• [Provided records]:
────────────────────
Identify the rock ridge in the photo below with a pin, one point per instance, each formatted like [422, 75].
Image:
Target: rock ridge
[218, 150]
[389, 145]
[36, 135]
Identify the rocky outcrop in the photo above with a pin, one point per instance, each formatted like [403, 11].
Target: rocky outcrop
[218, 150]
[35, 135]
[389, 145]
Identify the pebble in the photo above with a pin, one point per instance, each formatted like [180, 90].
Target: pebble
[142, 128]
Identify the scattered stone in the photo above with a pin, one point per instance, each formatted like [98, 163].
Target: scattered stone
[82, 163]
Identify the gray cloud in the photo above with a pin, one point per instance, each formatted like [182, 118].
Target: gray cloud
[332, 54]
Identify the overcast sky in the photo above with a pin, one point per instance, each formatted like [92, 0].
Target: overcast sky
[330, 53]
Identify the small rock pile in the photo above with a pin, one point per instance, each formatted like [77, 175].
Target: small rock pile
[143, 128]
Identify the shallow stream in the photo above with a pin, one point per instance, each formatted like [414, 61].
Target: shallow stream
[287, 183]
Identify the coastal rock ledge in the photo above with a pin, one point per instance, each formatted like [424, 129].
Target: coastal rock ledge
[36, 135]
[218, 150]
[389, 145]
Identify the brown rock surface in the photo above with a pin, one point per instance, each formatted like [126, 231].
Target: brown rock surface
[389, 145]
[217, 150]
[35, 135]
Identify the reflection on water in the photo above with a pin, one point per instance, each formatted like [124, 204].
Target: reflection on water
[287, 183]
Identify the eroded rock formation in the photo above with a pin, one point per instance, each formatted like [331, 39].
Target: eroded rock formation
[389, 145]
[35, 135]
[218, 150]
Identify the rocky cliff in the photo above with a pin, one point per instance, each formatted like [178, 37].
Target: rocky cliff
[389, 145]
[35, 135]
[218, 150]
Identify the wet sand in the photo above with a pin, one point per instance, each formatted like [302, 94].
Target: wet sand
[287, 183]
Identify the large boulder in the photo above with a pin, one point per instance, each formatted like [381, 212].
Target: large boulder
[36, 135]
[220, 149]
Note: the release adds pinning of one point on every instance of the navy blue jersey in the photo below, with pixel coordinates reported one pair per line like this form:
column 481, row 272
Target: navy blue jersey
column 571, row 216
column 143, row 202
────────────────────
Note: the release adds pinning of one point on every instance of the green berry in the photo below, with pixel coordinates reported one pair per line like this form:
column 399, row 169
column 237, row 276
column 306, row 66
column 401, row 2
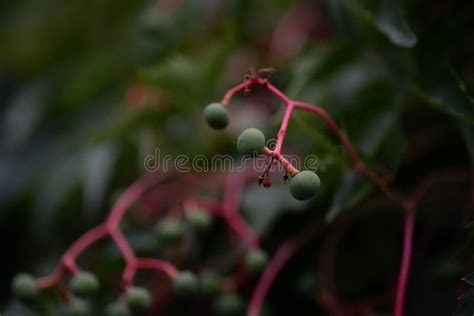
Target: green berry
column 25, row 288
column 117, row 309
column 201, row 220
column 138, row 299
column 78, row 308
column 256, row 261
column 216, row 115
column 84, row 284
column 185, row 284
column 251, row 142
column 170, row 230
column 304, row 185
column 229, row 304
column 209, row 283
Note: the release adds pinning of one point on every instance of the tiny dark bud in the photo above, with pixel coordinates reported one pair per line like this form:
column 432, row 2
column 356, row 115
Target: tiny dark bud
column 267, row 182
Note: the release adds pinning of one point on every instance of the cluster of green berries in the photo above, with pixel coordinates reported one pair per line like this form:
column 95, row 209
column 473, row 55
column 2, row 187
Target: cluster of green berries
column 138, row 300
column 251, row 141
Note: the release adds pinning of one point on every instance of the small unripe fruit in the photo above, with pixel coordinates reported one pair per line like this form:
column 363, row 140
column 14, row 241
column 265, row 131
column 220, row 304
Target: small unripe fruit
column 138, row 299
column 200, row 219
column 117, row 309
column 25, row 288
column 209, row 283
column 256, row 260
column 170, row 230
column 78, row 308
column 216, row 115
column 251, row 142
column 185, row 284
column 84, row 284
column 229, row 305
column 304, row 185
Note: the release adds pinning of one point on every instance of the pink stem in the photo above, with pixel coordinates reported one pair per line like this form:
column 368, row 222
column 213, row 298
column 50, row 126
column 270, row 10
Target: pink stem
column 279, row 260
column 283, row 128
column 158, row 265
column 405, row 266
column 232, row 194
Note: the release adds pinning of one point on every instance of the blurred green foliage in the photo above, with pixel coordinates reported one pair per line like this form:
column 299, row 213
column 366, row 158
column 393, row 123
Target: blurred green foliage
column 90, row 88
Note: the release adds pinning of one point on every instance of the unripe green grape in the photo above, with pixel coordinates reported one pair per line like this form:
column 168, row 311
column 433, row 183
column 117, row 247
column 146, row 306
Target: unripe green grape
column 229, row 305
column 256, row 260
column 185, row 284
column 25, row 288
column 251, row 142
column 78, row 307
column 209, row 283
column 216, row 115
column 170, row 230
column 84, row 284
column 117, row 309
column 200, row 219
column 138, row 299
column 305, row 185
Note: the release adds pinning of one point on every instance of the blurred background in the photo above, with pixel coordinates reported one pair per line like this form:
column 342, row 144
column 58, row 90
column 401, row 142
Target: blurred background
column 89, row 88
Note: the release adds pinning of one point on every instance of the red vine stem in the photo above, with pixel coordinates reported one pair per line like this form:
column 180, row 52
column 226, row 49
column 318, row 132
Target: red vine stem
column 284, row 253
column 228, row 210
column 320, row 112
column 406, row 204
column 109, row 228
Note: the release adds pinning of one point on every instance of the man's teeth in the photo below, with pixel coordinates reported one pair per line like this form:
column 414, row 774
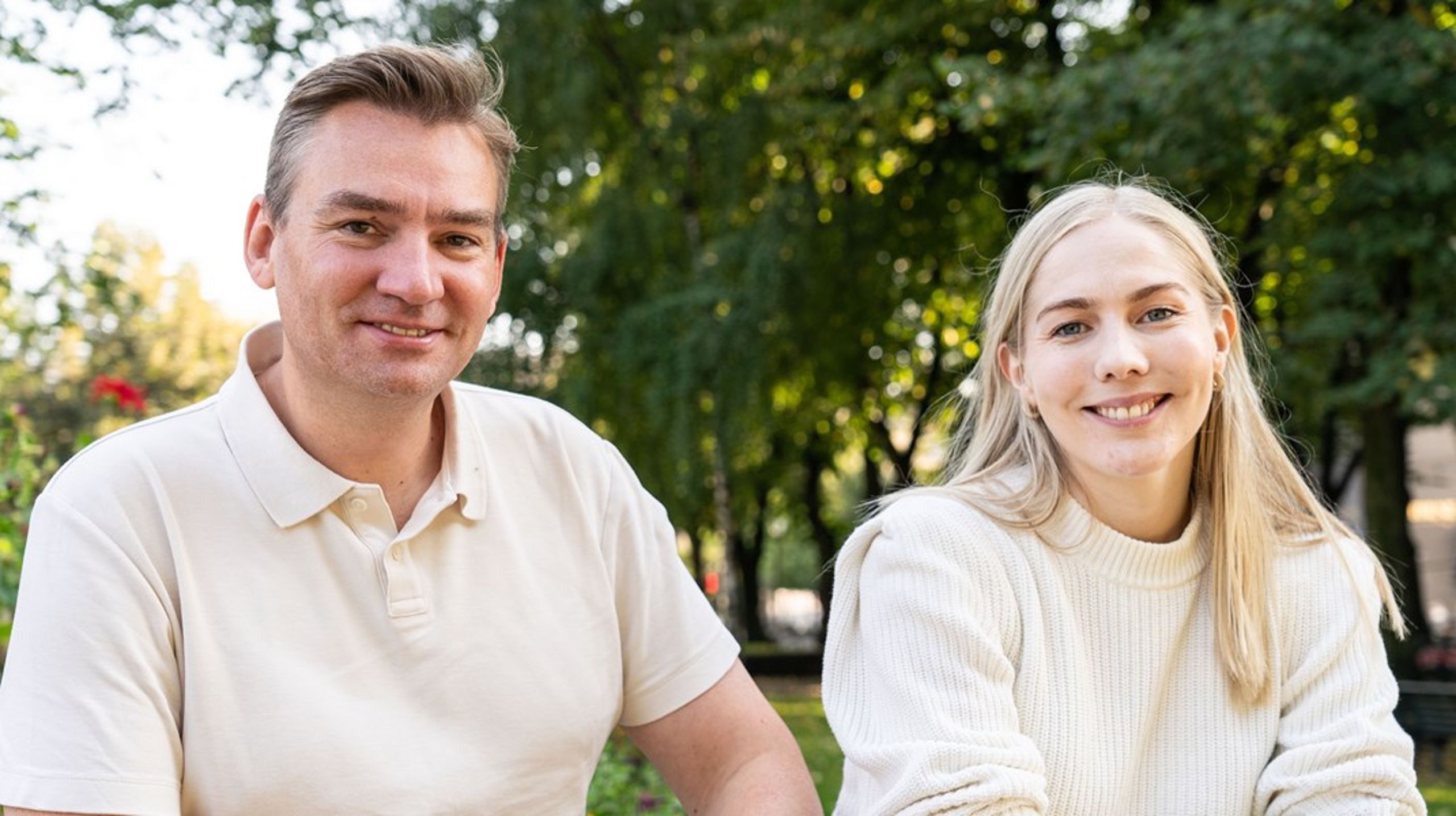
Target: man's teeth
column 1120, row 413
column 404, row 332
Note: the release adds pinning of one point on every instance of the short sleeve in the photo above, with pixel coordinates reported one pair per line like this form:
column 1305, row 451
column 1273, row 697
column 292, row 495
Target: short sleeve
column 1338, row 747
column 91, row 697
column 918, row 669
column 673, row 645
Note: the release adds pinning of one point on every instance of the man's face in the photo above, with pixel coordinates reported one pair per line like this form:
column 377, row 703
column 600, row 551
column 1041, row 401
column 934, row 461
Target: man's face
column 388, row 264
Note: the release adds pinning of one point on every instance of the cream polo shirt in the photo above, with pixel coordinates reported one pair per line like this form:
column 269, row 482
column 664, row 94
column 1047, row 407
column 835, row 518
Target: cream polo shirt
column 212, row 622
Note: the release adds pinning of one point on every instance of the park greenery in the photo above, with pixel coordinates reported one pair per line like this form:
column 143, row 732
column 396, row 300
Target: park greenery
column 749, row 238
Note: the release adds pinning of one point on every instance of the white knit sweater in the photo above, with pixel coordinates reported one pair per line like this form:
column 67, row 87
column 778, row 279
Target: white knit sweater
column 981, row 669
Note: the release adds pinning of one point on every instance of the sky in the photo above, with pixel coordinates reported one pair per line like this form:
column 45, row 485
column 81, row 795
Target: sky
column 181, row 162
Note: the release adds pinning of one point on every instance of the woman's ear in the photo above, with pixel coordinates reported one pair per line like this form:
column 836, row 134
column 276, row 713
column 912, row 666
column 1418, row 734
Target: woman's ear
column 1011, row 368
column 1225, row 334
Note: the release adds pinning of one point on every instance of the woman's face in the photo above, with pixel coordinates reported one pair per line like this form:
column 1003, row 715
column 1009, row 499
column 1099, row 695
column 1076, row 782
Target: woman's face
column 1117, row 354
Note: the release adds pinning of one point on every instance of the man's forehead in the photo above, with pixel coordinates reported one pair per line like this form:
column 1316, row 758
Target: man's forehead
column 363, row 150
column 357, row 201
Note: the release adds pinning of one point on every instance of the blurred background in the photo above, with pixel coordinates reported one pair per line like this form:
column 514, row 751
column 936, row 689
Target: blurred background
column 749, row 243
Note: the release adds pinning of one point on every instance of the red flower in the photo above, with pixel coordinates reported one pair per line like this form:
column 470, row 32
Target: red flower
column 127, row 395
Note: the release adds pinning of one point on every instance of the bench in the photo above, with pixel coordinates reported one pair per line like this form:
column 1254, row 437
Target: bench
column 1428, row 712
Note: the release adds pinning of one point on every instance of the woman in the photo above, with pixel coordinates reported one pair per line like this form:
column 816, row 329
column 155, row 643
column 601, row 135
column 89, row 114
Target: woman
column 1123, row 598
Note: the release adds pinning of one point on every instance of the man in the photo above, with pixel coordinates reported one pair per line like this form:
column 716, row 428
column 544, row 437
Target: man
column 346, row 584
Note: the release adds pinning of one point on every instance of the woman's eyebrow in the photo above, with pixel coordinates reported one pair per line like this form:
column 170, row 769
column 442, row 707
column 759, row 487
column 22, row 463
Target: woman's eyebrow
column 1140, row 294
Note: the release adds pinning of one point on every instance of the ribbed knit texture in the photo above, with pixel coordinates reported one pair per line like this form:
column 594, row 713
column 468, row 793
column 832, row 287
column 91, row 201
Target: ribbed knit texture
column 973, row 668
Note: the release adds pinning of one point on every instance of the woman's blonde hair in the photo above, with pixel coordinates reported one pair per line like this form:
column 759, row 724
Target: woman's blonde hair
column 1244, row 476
────────────────────
• [Written task]:
Pull out every line of the records that contains the word "cream".

• [Exercise result]:
Note: the release adds pinning of one point on every instance of the cream polo shirt in the photo above, with pixel coordinates reported one pair per line like this form:
Target: cream polo shirt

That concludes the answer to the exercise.